__Text under study__.

_ _ _ _ _ _ _

If there is no explicit law governing access to a minor’s
health records, the covered entity may provide or deny access based
on the discretion of a licensed health care professional if such
discretion is permitted by state or other law. This change is consistent
with 42 CFR Part 2, which defers to state law regarding a minor’s
rights.
Research
Another significant change in the Privacy Rule is the modification
of several provisions governing research. These changes make the
research provisions more consistent with the “Common Rule”
governing federally funded research, including the requirements
related to an IRB or Privacy Board waiver of authorization. A researcher
is now permitted to use a single combined form to obtain informed
consent for the research and authorization for uses and disclosures
of PHI in connection with the research. Pursuant to 42 CFR Part
2, patient identifying research may be disclosed for the purpose
of conducting research if the recipient is qualified to conduct
the research, has a protocol with specific protections identified
in the regulations and has had the protocol reviewed by three or
more individuals who are independent of the research project.

_ _ _ _ _ _ _

__Material shown__.
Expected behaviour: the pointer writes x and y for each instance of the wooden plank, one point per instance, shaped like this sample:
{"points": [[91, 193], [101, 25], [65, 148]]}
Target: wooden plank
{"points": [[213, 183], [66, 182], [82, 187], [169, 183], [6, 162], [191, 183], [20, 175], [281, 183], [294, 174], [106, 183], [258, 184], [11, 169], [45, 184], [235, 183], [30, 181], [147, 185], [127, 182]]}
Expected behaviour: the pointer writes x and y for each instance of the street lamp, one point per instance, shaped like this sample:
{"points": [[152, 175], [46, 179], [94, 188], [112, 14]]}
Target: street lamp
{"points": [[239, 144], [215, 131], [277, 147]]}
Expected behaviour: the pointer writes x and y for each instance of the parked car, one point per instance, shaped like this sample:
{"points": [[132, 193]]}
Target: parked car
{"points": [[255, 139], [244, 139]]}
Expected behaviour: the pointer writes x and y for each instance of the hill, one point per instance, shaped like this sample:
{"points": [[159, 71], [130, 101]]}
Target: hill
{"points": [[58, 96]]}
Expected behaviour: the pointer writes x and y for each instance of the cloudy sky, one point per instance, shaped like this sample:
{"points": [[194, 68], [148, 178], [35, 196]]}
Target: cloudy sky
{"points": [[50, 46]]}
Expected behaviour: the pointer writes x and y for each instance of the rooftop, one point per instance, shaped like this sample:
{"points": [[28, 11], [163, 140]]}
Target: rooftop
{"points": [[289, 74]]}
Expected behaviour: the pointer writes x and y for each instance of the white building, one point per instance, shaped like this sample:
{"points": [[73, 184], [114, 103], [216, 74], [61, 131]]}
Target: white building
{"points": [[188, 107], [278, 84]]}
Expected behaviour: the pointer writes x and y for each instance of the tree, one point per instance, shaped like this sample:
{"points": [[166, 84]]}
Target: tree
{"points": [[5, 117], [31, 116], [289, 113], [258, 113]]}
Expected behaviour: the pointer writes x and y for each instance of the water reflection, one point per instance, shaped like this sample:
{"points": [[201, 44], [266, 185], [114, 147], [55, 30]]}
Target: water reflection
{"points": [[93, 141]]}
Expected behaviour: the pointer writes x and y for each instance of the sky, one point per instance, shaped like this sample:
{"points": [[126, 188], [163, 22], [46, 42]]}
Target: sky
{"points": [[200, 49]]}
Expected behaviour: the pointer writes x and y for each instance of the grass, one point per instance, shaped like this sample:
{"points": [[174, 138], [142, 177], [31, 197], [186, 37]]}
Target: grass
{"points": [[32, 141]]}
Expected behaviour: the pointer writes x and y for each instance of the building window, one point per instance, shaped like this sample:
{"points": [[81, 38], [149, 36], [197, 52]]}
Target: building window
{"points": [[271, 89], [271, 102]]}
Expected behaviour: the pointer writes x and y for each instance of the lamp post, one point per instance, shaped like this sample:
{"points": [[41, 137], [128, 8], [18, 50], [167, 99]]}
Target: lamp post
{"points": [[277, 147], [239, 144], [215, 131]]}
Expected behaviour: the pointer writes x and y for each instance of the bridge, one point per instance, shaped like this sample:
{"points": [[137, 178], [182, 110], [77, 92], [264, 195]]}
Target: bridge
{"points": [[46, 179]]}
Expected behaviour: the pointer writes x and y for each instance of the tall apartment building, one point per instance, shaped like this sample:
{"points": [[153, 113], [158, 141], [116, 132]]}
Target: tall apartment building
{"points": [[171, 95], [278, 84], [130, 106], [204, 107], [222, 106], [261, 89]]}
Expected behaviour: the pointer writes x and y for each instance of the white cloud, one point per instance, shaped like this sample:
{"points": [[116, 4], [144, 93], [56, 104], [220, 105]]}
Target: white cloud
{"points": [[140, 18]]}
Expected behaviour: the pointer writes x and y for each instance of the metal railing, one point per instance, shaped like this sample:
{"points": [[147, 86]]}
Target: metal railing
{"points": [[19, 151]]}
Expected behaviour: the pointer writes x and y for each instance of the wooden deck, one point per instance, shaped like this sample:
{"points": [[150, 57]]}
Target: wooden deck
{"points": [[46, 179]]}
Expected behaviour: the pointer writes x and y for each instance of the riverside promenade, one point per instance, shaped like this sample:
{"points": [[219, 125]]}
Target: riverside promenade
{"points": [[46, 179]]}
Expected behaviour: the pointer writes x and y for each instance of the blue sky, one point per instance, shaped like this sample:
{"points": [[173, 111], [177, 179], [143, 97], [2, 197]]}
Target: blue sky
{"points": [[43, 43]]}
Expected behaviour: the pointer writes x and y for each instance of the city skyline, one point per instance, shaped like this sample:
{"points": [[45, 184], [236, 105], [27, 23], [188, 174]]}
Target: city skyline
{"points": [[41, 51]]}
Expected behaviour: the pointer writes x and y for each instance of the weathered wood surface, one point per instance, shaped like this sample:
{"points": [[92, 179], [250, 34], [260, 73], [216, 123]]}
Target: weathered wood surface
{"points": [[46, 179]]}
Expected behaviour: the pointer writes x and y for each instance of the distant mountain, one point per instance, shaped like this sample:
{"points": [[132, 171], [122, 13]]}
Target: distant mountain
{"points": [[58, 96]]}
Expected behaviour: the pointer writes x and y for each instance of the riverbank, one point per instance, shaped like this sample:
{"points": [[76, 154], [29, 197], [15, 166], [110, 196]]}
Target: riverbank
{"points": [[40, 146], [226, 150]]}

_ _ _ _ _ _ _

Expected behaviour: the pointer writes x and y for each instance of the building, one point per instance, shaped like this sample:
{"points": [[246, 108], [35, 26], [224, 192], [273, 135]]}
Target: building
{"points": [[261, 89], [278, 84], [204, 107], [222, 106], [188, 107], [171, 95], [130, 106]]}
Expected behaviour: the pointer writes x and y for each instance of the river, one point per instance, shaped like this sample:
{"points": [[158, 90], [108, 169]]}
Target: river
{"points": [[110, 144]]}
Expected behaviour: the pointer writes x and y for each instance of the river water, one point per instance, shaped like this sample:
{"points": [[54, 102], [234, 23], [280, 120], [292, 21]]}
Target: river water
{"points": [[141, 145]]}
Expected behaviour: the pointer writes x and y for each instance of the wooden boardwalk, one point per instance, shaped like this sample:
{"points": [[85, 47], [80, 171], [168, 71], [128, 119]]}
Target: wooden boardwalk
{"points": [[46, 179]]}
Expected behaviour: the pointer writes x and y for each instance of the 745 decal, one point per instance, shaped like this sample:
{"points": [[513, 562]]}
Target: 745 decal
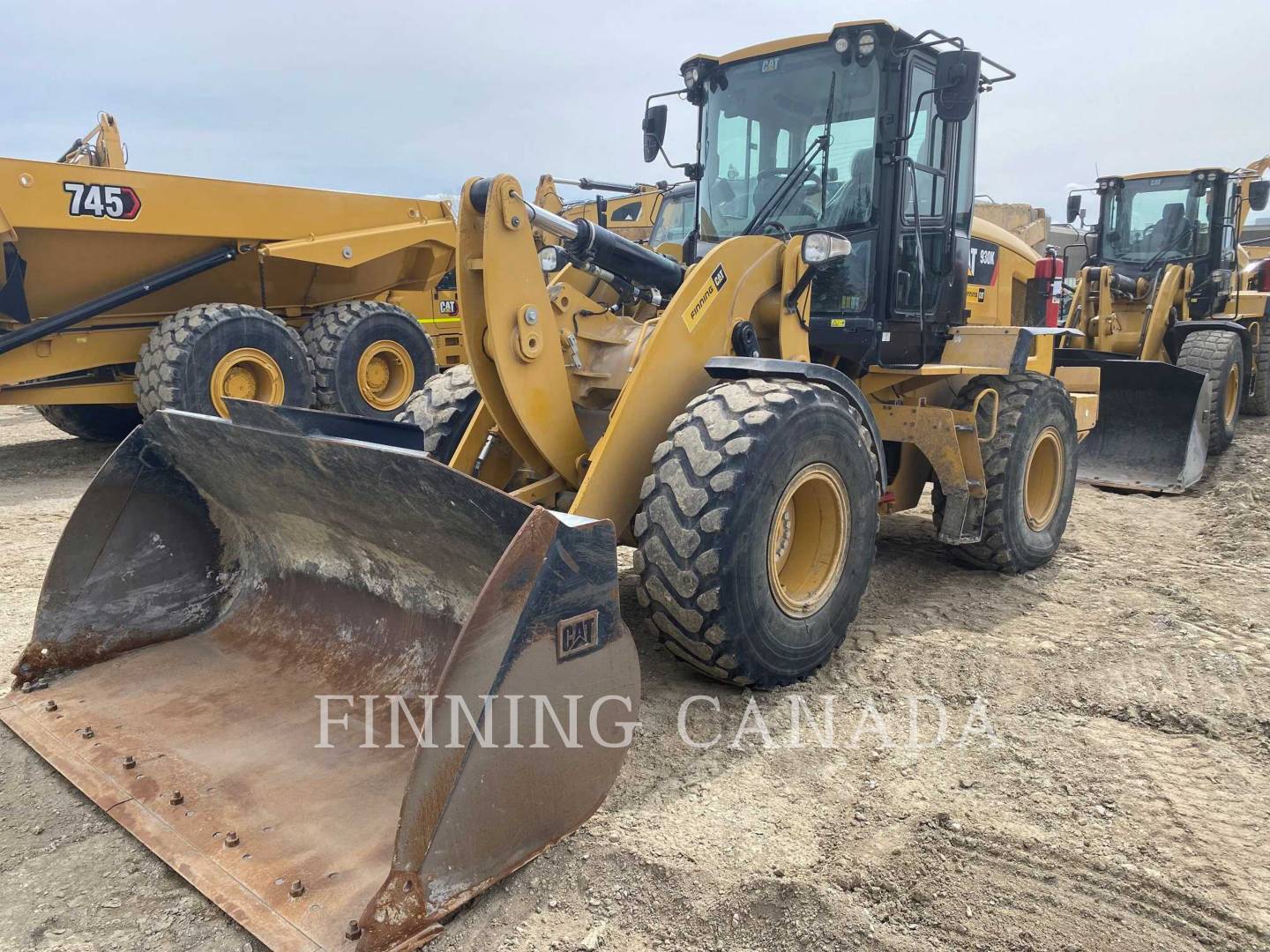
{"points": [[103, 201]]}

_ _ _ _ _ _ _

__Using the information__.
1. What does the Privacy Rule text say a researcher may now use to obtain both informed consent for the research and authorization for uses and disclosures of PHI?
2. Carry on the Privacy Rule text from its final sentence.

__Answers to the exercise__.
1. A single combined form.

2.
Limited Data Set
The creation and dissemination of a limited data set (one that
does not include directly identifiable information) for research,
public health, and health care operations is permitted. The recipient
of the limited data set must agree, in a written data use agreement,
that it will use the data set only for the purposes for which it
was given, that it will ensure the security of the data and it will
not identify the information or use it to contact any individual.
This would also be consistent with 42 CFR Part 2.
Hybrid Entities
Any covered entity that performs both covered and non-covered functions
can elect to be a hybrid entity regardless of whether the covered
functions represent the entity’s primary function, a substantial
function or even a small portion of the entity’s activities.
To be considered a hybrid entity, the covered entity must designate
its health care components. If a covered entity does not designate
any health care components, the entire entity would be considered
a covered entity and subject to the Privacy Rule. The final modifications
provide the entity additional discretion in designating its health
care components.
Employers
The final modifications make clear that employment records maintained
by a covered entity in its capacity as an employer are not PHI.
Employers that have a self-insured employee welfare benefit plan
should also determine whether or not they are subject to the requirements
of the Privacy Rule as a health plan. Small health plans (annual
receipts of $5 million or less) have until April 14, 2004 to comply.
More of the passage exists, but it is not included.